### TASK INSTRUCTIONS
(1) In the mailing-list thread on sequential scans, why should b_saskaita.sas_id have an index implicitly?
(2) Resume the mailing-list thread on sequential scans from the point where it stops.

### SOURCE EXCERPT
━━━
2008-06-15 Thread Andreas Kretschmer
Michael Fuhr <[EMAIL PROTECTED]> schrieb:

> On Sat, Jun 14, 2008 at 04:59:44PM +0200, Andreas Kretschmer wrote:
> > Julius Tuskenis <[EMAIL PROTECTED]> schrieb:
> > > I have a question concerning performance. One of my queries take a long  
> > > to execute. I tried to do "explain analyse" and I see that the  
> > > sequential scan is being used, although I have indexes set on columns  
> > > that are used in joins. The question is - WHY, and how to change that  
> > > behavior???
> > 
> > Try to create an index on apsilankymai.sas_id
> 
> In the DDL that Julius posted apsilankymai doesn't have an sas_id
> column.
> 
> The join is on apsilankymai.aps_saskaita = b_saskaita.sas_id.  Both
> columns have an index: b_saskaita.sas_id is a primary key so it
> should have an index implicitly, and apsilankymai.aps_saskaita has

Right, my mistake.


Andreas
-- 
Really, I'm not out to destroy Microsoft. That will just be a completely
unintentional side effect.  (Linus Torvalds)
"If I was god, I would recompile penguin with --enable-fly."   (unknown)
Kaufbach, Saxony, Germany, Europe.  N 51.05082°, E 13.56889°

-- 
Sent via pgsql-general mailing list (pgsql-general@postgresql.org)
To make changes to your subscription:
http://www.postgresql.org/mailpref/pgsql-general


Re: [GENERAL] why sequential scan is used on indexed column ???

2008-06-14 Thread Tom Lane
Michael Fuhr <[EMAIL PROTECTED]> writes:
> I created a test case that has close to the same estimated and
> actual row counts and has the same plan if I disable enable_nestloop:

There's something weird about this --- why does the second plan seqscan
b_saskaita, instead of using the bitmap scan that it had previously
estimated to be cheaper?  What PG version are you testing, and can you
provide the full test case?

(As for the original question, the hash plan seems to me to be perfectly
reasonable for the estimated row counts --- fetching one row out of
fifty using an indexscan is going to be expensive.  So I think the OP's
problem is purely a statistical one, or maybe he's in a situation where
he should reduce random_page_cost.)

regards, tom lane

-- 
Sent via pgsql-general mailing list (pgsql-general@postgresql.org)
To make changes to your subscription:
http://www.postgresql.org/mailpref/pgsql-general


Re: [GENERAL] why sequential scan is used on indexed column ???
━━━
### PROVIDED MATERIAL
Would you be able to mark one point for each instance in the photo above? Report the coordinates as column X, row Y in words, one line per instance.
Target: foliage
━━━
### RESPONSES TO THE EXERCISE
(1) Because b_saskaita.sas_id is a primary key.

(2)
2008-06-14 Thread Michael Fuhr
On Sat, Jun 14, 2008 at 04:59:44PM +0200, Andreas Kretschmer wrote:
> Julius Tuskenis <[EMAIL PROTECTED]> schrieb:
> > I have a question concerning performance. One of my queries take a long  
> > to execute. I tried to do "explain analyse" and I see that the  
> > sequential scan is being used, although I have indexes set on columns  
> > that are used in joins. The question is - WHY, and how to change that  
> > behavior???
> 
> Try to create an index on apsilankymai.sas_id

In the DDL that Julius posted apsilankymai doesn't have an sas_id
column.

The join is on apsilankymai.aps_saskaita = b_saskaita.sas_id.  Both
columns have an index: b_saskaita.sas_id is a primary key so it
should have an index implicitly, and apsilankymai.aps_saskaita has
an explicit CREATE INDEX statement.  The WHERE clause is on
b_saskaita.sas_subjektas, which also has an explicit CREATE INDEX
statement.  Unless I'm mistaken all relevant columns have an index.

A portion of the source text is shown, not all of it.